REQUEST: Will you copy out the data exactly, from the line with "Can you see the sailboat" through the end, leaving the pictures out of your answer?

DATASET ENTRIES:
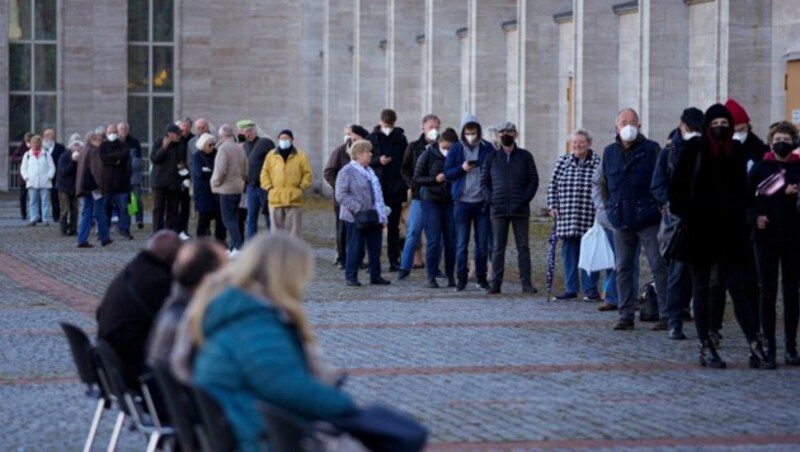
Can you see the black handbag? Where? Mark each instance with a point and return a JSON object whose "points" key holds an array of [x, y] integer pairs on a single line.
{"points": [[367, 219]]}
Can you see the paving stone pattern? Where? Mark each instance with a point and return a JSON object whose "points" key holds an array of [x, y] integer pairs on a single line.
{"points": [[508, 372]]}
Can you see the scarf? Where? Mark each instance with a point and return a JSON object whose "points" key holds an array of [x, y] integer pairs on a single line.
{"points": [[377, 194]]}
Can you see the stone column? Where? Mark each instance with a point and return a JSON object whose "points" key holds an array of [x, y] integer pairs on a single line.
{"points": [[665, 59], [749, 46], [540, 83], [5, 151], [487, 58], [442, 19], [596, 68], [369, 61]]}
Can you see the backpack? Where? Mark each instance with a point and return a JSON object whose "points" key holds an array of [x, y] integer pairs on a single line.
{"points": [[648, 303]]}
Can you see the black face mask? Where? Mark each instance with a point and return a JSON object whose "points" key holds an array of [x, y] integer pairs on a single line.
{"points": [[720, 132], [782, 149]]}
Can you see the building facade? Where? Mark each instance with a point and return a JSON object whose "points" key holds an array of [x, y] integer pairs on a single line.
{"points": [[550, 66]]}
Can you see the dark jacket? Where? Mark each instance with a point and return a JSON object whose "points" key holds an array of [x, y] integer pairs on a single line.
{"points": [[134, 159], [130, 304], [256, 152], [627, 176], [202, 167], [115, 157], [429, 165], [338, 159], [410, 158], [712, 205], [164, 174], [392, 184], [509, 182], [779, 208], [66, 170]]}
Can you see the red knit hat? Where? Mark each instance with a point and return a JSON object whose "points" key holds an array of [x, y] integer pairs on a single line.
{"points": [[739, 114]]}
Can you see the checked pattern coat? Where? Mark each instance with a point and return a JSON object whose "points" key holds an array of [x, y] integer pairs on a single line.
{"points": [[570, 192]]}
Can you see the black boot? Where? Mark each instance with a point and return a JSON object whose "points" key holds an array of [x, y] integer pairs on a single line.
{"points": [[758, 358], [709, 357]]}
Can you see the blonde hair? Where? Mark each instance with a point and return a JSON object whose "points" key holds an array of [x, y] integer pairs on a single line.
{"points": [[360, 147], [275, 267]]}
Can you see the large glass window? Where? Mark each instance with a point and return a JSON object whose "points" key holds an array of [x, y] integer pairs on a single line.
{"points": [[32, 70], [151, 72]]}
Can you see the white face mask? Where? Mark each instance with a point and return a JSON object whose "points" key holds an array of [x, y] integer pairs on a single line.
{"points": [[689, 135], [740, 136], [628, 133]]}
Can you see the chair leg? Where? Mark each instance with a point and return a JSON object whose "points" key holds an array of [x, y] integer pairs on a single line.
{"points": [[98, 413], [112, 445], [153, 443]]}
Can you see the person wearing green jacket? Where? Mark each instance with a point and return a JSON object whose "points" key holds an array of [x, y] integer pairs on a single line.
{"points": [[254, 343]]}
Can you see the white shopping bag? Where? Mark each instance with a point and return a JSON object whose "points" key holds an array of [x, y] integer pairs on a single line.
{"points": [[596, 252]]}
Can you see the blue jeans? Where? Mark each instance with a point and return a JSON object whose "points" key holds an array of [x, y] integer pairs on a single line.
{"points": [[570, 252], [468, 215], [92, 209], [35, 195], [440, 231], [357, 239], [256, 203], [413, 234], [229, 208], [626, 247], [121, 200]]}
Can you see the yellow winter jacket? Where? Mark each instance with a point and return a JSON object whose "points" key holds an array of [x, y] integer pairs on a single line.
{"points": [[286, 181]]}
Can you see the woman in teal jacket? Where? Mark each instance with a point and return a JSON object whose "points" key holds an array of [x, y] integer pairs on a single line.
{"points": [[254, 343]]}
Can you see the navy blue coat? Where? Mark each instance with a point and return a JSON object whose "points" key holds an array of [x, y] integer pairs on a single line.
{"points": [[202, 167], [66, 169]]}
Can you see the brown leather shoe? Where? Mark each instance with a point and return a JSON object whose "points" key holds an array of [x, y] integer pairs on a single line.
{"points": [[606, 307]]}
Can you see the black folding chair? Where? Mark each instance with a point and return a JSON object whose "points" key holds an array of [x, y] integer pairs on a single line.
{"points": [[214, 423], [180, 406], [84, 356], [129, 402]]}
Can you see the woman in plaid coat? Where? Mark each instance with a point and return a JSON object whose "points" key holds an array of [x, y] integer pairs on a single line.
{"points": [[569, 199]]}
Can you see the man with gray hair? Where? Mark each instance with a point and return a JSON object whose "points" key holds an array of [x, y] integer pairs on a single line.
{"points": [[256, 149], [228, 181]]}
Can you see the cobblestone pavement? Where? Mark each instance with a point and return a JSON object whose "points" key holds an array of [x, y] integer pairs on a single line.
{"points": [[507, 372]]}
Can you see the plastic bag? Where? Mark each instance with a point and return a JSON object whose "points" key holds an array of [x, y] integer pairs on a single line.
{"points": [[596, 253]]}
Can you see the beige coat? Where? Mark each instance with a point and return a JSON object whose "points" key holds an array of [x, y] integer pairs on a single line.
{"points": [[230, 169]]}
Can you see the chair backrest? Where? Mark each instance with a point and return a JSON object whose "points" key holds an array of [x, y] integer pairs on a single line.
{"points": [[82, 353], [286, 432], [180, 405], [214, 422]]}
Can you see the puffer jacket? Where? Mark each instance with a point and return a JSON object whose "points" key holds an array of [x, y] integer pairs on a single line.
{"points": [[570, 192], [250, 355], [509, 182], [286, 180], [38, 172], [429, 165]]}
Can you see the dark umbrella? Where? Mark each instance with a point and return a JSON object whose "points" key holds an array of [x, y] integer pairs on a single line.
{"points": [[551, 262]]}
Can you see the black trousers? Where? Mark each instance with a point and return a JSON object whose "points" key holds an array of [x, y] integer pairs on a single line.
{"points": [[768, 256], [165, 209], [500, 227], [738, 282], [184, 211], [341, 236], [204, 225], [393, 249]]}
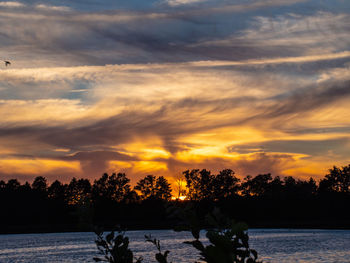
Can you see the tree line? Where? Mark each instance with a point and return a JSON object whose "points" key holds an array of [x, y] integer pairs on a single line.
{"points": [[40, 206]]}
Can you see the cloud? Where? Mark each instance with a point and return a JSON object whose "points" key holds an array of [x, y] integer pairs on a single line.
{"points": [[53, 8], [168, 88], [11, 4], [182, 2]]}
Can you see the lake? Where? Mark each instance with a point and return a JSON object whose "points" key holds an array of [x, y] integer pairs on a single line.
{"points": [[273, 245]]}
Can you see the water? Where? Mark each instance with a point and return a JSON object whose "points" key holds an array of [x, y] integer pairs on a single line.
{"points": [[273, 245]]}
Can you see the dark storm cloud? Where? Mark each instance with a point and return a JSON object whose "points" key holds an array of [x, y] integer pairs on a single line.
{"points": [[338, 146]]}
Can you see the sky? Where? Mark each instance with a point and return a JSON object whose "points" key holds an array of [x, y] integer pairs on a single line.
{"points": [[162, 86]]}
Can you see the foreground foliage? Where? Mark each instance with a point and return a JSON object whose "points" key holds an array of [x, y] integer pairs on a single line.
{"points": [[228, 240]]}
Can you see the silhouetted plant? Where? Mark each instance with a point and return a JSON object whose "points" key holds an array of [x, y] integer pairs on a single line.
{"points": [[228, 239], [160, 257], [114, 248]]}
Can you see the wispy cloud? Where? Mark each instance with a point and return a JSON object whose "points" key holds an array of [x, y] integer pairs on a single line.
{"points": [[256, 86]]}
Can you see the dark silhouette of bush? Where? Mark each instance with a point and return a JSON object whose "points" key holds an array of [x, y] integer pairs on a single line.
{"points": [[228, 240]]}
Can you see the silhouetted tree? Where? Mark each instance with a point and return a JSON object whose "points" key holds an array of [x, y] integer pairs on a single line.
{"points": [[56, 191], [256, 185], [12, 185], [2, 184], [78, 191], [199, 184], [115, 187], [147, 187], [225, 184], [163, 188], [39, 184], [338, 180], [151, 187]]}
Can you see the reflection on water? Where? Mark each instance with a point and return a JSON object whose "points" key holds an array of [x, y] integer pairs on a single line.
{"points": [[273, 245]]}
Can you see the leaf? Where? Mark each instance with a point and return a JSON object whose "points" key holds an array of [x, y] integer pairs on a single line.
{"points": [[195, 233], [109, 237]]}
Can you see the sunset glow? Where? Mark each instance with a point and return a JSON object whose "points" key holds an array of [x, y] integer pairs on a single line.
{"points": [[170, 85]]}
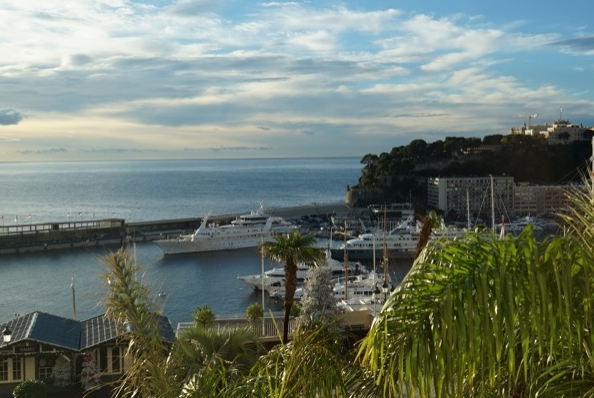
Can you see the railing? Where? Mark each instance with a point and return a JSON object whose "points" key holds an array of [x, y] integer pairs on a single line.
{"points": [[269, 327]]}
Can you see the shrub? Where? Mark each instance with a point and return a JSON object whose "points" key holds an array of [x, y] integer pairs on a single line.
{"points": [[204, 316], [254, 312], [30, 389]]}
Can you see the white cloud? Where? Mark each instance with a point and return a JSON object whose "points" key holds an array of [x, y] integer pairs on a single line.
{"points": [[346, 78]]}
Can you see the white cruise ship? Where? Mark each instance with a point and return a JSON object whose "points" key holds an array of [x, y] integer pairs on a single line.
{"points": [[248, 230]]}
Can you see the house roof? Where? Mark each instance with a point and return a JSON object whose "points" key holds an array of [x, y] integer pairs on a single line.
{"points": [[71, 334]]}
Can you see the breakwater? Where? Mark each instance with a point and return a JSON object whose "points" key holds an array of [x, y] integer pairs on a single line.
{"points": [[30, 237]]}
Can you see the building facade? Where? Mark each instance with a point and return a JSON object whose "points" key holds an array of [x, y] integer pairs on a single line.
{"points": [[65, 353], [465, 198], [462, 197]]}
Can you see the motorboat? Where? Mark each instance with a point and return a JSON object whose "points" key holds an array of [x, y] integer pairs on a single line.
{"points": [[274, 279], [248, 230], [366, 287], [400, 242]]}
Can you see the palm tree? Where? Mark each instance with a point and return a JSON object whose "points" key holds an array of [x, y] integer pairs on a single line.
{"points": [[316, 363], [206, 361], [484, 316], [429, 222], [292, 249], [129, 305]]}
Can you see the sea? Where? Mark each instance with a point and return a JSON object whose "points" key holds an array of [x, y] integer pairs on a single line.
{"points": [[69, 282]]}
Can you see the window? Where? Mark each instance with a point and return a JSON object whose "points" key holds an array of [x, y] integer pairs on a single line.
{"points": [[11, 370], [45, 368], [110, 360]]}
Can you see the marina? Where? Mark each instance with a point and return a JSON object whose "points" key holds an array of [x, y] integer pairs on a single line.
{"points": [[154, 198]]}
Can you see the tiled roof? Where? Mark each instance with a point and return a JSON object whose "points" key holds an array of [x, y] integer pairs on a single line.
{"points": [[54, 330], [97, 330], [69, 333]]}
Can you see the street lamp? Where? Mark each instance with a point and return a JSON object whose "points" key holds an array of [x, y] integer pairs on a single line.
{"points": [[6, 335]]}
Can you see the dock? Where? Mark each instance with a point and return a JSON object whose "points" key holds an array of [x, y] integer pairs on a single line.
{"points": [[22, 238]]}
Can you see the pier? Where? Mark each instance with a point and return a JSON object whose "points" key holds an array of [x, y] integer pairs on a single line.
{"points": [[22, 238]]}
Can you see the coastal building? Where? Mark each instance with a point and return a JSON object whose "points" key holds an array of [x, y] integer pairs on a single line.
{"points": [[558, 132], [65, 353], [530, 199], [459, 197]]}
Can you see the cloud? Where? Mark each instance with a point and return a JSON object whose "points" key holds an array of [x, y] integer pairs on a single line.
{"points": [[577, 45], [10, 116], [42, 151], [232, 149]]}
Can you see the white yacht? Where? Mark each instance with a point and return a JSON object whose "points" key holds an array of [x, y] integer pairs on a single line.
{"points": [[400, 242], [248, 230]]}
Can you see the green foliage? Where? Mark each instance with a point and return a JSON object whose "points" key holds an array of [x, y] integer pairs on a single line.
{"points": [[204, 316], [313, 364], [206, 361], [318, 300], [254, 312], [487, 316], [130, 307], [30, 389]]}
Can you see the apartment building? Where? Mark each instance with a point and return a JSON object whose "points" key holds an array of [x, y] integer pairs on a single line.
{"points": [[459, 196]]}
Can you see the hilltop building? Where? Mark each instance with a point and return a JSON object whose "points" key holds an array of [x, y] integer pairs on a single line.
{"points": [[558, 132]]}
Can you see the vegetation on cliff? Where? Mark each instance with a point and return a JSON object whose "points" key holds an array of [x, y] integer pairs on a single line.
{"points": [[401, 173]]}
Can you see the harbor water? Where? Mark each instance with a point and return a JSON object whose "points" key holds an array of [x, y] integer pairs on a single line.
{"points": [[153, 190]]}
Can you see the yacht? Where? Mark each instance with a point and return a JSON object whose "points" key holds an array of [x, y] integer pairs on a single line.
{"points": [[274, 279], [248, 230], [400, 242]]}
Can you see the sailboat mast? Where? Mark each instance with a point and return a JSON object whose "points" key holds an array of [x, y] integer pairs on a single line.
{"points": [[346, 265], [468, 209], [592, 171], [492, 205], [385, 286]]}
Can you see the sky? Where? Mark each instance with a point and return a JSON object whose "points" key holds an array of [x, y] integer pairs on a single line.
{"points": [[195, 79]]}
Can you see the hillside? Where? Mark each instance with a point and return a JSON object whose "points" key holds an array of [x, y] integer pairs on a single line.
{"points": [[400, 175]]}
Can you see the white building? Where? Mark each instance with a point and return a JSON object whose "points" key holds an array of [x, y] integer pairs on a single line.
{"points": [[559, 132], [465, 196], [472, 195]]}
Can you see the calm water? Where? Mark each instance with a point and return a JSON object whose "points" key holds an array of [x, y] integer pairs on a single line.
{"points": [[151, 190]]}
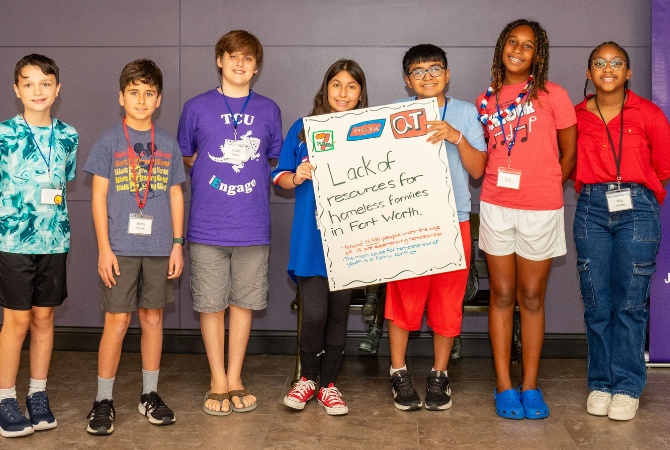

OUTPUT FOR THIS EXERCISE:
Can you see the sailboat mast? Where? Mark each instance with a point and return a JSON object whose "points" key holds an array of [x, y] integer pairs on a single line.
{"points": [[346, 265], [468, 209], [592, 171], [492, 205], [385, 286]]}
Can you see the sky? Where? Mark each instance with a point and return a JSON object whose "points" key holds an array of [x, y] integer pairs on a single line.
{"points": [[195, 79]]}
Can you see the hillside? Where? Mark each instance with a point and return a JSON object whose "points" key holds an array of [x, y] integer pairs on a single line.
{"points": [[400, 175]]}
Can you see the white building? Where? Mark each instance with a point and return a JSON object whose "points" key holds an array of [x, y] integer pairs on a single line.
{"points": [[559, 132], [465, 196], [472, 195]]}
Can you see the calm water? Where? Mark each instance with a point and return a JSON object whose "points" key holds an array of [x, y] integer pairs on a single line.
{"points": [[151, 190]]}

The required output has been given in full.